__TESTO RIPORTATO__:
^^^^^^^^
Rivista Anarchica Online
Vivere da anarchica
di Rosanna Ambrogetti
Maria Zazzi, settanta anni, una lunga militanza alle spalle, una militanza attiva anche se poco
"famosa". La sua militanza si è svolta soprattutto all'estero: Francia, Belgio, Spagna, sempre in
movimento da un posto all'altro. Conosco Maria adesso, che ha dato tutto il possibile alla lotta;
ma non si è fermata, è sempre presente ovunque ci sia un'attività, una prospettiva di lavoro
che la
interessi. Con lei ho voluto parlare del suo passato ed ho ascoltato molto: il racconto è semplice,
fatto con una modestia grandissima, la modestia di chi, avendo creduto sinceramente in quello
che faceva, pensava di non fare mai abbastanza.
Ma quello che più mi ha colpito nel suo racconto è ciò che traspare fra le righe:
l'entusiasmo che
l'ha accompagnata; la totale disponibilità ad una lotta che, come lei stessa dice, era la sola
ragione, il solo modo per sopportare la misera vita di allora; il "mutuo appoggio" realizzato
nella pratica con spontaneità fra i compagni; infine la semplicità con cui ha superato la
difficoltà
che il suo essere donna, certamente una volta più di ora, poteva comportare, per essere fino in
fondo una compagna al fianco ed al pari dei compagni.
Certamente esperienze come questa è meglio ascoltarle che leggerle, ma spero che anche dallo
scritto, senza dubbio meno efficace del racconto, possa scaturire ciò che ho colto dalla viva voce
di Maria.
Maria più che farti domande, preferirei fossi tu a raccontarmi un po' la tua militanza, la tua vita di
compagna anarchica. Oppure una prima domanda potrebbe essere: come è cominciata? Molto
semplicemente. Quando avevo circa diciannove anni, nel 1923, partii per la Francia.
Dovevo andare a Parigi da mio fratello; sua moglie era morta di parto e lui aveva bisogno di
qualcuno vicino, soprattutto per la bambina appena nata. All'epoca non ero ancora
coscientemente anarchica, ma già, istintivamente, avevo uno spirito libertario. Appena
in Francia poi, conobbi Armando Malaguti, che molto tempo dopo diventerà mio marito,
anarchico fuggito da Bologna per una lite con un pezzo grosso fascista. Tramite lui cominciai a
frequentare compagni ed ambienti anarchici e gradatamente mi ritrovai nelle loro idee,
anarchica anch'io. Infatti quello che doveva essere un breve soggiorno a Parigi divenne l'inizio
della mia "militanza", della mia vita movimentata assieme ad Armando, sempre costretti a
spostarci da un posto all'altro.
^^^^^^^^
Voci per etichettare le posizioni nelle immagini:

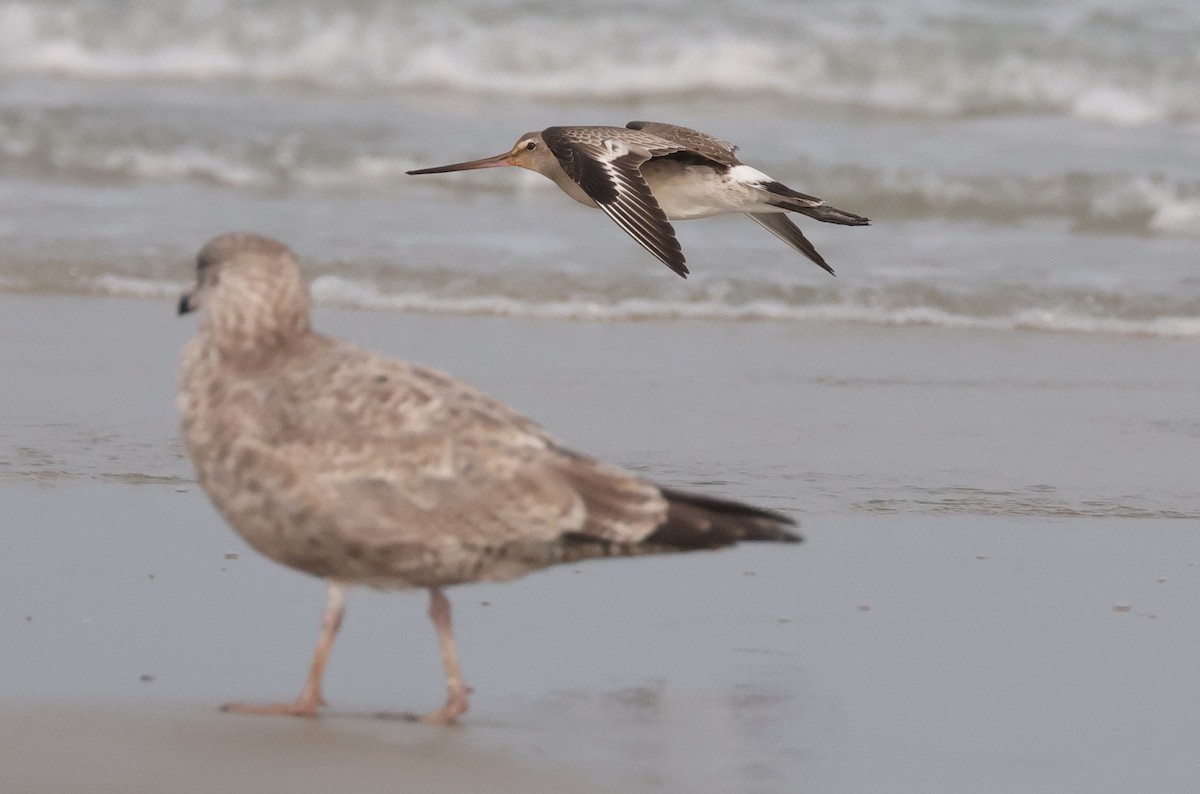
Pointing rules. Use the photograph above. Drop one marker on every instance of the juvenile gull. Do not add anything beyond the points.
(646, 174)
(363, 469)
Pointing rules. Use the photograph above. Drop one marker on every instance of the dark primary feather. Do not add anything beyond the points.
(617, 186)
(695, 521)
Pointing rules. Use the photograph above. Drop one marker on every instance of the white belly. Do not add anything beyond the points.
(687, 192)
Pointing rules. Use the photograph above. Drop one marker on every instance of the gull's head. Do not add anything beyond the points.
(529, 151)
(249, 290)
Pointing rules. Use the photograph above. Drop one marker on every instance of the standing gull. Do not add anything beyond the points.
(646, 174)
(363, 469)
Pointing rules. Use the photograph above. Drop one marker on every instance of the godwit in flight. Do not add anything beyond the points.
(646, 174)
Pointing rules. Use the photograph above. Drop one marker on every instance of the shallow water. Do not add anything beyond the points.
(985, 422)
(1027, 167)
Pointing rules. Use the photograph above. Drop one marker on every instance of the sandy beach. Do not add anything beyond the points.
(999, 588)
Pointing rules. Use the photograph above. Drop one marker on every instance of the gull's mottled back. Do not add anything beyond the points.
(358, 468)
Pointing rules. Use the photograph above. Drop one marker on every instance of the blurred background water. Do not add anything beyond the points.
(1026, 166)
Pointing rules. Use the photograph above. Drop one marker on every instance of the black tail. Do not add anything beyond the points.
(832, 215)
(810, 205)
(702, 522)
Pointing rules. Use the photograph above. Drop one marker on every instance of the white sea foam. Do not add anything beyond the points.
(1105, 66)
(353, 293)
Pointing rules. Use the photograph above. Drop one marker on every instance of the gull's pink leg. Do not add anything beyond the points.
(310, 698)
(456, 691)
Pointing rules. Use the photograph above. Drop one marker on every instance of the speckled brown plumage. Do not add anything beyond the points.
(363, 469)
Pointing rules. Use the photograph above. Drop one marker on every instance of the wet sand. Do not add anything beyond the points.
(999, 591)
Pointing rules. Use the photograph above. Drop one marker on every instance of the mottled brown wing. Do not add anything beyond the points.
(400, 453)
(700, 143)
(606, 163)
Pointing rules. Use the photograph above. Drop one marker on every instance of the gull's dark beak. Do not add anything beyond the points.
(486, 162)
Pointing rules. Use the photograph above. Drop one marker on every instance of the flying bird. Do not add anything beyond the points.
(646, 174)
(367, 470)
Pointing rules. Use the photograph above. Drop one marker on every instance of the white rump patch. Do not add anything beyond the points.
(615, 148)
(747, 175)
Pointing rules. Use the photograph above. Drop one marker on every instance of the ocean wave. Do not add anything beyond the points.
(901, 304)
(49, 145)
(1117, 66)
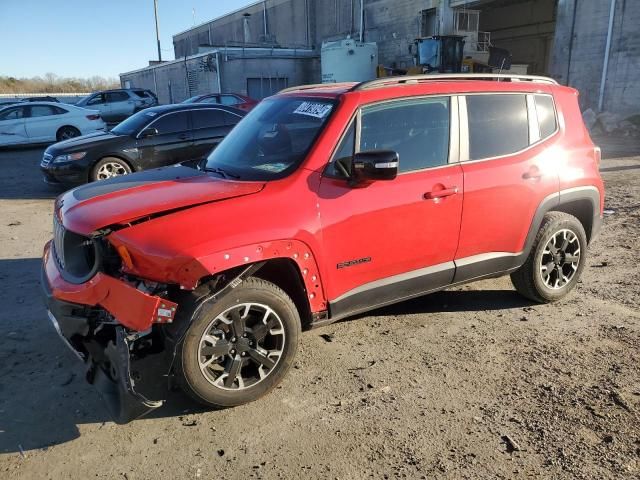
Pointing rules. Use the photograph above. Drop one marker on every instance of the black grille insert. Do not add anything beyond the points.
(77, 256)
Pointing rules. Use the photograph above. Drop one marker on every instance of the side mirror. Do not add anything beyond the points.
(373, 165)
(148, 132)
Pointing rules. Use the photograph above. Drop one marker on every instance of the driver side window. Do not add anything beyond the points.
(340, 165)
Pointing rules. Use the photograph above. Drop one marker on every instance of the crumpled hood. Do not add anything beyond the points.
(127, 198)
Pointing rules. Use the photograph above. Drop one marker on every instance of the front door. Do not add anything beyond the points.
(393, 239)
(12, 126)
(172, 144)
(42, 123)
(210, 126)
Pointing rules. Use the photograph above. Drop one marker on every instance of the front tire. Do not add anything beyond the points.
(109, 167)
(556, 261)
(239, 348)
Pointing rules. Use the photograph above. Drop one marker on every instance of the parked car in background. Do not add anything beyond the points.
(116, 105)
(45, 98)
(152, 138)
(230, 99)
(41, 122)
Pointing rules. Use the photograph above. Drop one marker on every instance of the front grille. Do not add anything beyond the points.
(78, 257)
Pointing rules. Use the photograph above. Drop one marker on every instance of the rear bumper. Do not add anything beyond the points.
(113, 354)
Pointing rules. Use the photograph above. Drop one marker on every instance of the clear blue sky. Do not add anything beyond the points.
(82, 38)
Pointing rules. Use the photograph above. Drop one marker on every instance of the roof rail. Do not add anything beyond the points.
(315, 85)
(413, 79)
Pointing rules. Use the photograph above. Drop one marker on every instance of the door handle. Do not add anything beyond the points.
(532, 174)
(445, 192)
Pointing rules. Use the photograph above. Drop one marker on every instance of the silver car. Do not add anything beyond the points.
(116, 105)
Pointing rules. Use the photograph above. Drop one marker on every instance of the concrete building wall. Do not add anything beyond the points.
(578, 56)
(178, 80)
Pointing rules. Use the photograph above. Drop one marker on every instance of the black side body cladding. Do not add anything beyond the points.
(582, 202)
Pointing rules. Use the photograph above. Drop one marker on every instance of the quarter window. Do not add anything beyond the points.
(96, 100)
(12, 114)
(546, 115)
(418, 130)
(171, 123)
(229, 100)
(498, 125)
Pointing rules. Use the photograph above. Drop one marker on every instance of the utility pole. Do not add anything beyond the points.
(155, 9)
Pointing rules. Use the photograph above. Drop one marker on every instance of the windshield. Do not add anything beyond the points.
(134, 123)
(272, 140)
^^^^^^^^
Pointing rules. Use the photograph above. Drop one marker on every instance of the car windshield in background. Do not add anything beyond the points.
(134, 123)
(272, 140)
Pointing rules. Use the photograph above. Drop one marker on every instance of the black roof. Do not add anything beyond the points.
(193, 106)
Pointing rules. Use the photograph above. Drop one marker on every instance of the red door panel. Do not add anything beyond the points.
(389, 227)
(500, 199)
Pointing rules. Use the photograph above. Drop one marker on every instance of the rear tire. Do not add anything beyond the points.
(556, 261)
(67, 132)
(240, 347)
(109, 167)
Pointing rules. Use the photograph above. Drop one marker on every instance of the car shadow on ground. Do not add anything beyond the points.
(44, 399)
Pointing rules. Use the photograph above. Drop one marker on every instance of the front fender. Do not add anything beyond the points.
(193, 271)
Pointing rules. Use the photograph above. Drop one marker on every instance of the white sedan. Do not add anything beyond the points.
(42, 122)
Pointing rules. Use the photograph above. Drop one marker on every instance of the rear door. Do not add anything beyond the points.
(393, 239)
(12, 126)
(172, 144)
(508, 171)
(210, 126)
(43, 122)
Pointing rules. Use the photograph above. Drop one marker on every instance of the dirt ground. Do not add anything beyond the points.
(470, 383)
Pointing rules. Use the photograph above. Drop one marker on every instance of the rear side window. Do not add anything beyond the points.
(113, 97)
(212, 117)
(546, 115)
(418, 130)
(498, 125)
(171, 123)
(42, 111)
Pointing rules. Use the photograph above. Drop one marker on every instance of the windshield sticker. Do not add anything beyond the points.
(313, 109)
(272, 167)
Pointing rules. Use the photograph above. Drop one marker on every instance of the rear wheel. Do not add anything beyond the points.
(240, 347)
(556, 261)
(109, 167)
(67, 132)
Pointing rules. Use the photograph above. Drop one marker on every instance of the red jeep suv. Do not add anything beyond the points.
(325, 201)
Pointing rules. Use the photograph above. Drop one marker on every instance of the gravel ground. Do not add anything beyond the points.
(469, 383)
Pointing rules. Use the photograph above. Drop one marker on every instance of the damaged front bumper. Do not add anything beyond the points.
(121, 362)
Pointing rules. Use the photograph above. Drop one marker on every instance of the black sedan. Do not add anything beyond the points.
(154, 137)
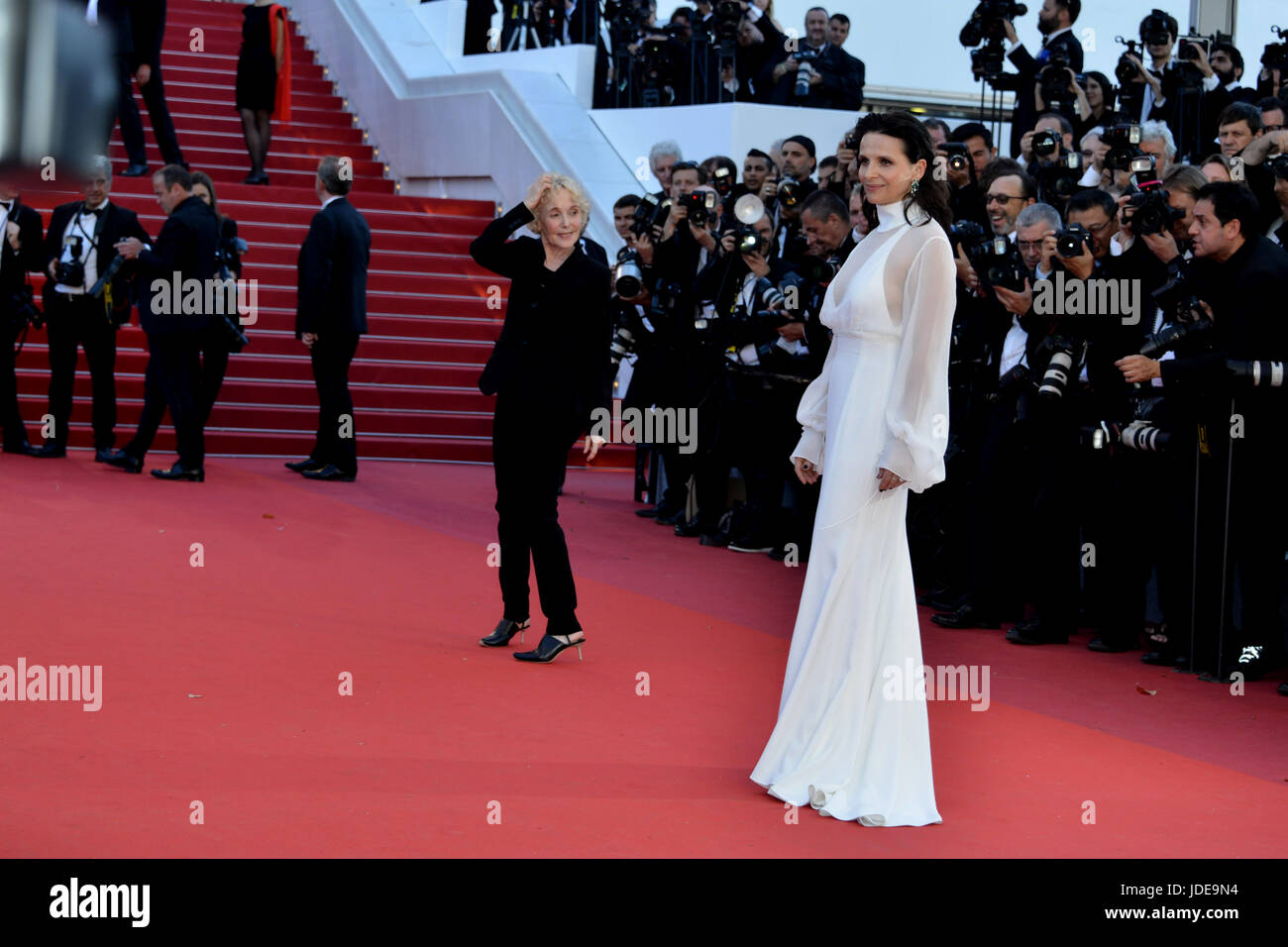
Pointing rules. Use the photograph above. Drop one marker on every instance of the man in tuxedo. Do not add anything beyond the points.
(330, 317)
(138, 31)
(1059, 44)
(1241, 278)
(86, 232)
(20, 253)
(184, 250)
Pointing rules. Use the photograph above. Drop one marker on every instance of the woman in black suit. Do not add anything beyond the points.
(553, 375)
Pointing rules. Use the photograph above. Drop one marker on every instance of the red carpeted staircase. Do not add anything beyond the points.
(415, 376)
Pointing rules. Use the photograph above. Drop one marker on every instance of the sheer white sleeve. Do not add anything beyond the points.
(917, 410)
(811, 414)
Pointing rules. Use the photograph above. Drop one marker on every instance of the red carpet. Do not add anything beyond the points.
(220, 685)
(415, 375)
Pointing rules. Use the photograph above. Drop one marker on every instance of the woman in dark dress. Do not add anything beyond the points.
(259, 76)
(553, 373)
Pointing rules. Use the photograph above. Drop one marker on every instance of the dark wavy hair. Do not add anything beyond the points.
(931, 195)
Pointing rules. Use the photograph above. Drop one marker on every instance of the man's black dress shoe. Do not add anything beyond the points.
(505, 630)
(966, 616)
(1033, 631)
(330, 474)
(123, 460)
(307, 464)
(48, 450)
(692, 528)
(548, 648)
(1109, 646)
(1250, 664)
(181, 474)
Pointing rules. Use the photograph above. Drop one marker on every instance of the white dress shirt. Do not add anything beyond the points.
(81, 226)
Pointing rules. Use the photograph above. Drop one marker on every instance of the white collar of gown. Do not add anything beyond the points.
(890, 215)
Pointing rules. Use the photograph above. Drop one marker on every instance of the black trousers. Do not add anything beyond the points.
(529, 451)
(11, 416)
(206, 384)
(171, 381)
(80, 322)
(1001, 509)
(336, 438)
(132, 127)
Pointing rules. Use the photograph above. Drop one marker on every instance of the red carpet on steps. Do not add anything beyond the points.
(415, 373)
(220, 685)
^^^^^^^^
__CONSEGNA 1__:
Trascrivi dall'intervista a Maria Zazzi il passo che va da "Dovevo andare a" fino a "spostarci da un posto all'altro.".
__CONSEGNA 2__:
Nell'intervista a Maria Zazzi, in che anno lei partì per la Francia?

__RISPOSTA COMPLETA 1__:
Dovevo andare a Parigi da mio fratello; sua moglie era morta di parto e lui aveva bisogno di
qualcuno vicino, soprattutto per la bambina appena nata. All'epoca non ero ancora
coscientemente anarchica, ma già, istintivamente, avevo uno spirito libertario. Appena
in Francia poi, conobbi Armando Malaguti, che molto tempo dopo diventerà mio marito,
anarchico fuggito da Bologna per una lite con un pezzo grosso fascista. Tramite lui cominciai a
frequentare compagni ed ambienti anarchici e gradatamente mi ritrovai nelle loro idee,
anarchica anch'io. Infatti quello che doveva essere un breve soggiorno a Parigi divenne l'inizio
della mia "militanza", della mia vita movimentata assieme ad Armando, sempre costretti a
spostarci da un posto all'altro.

__RISPOSTA COMPLETA 2__:
Nel 1923, quando aveva circa diciannove anni.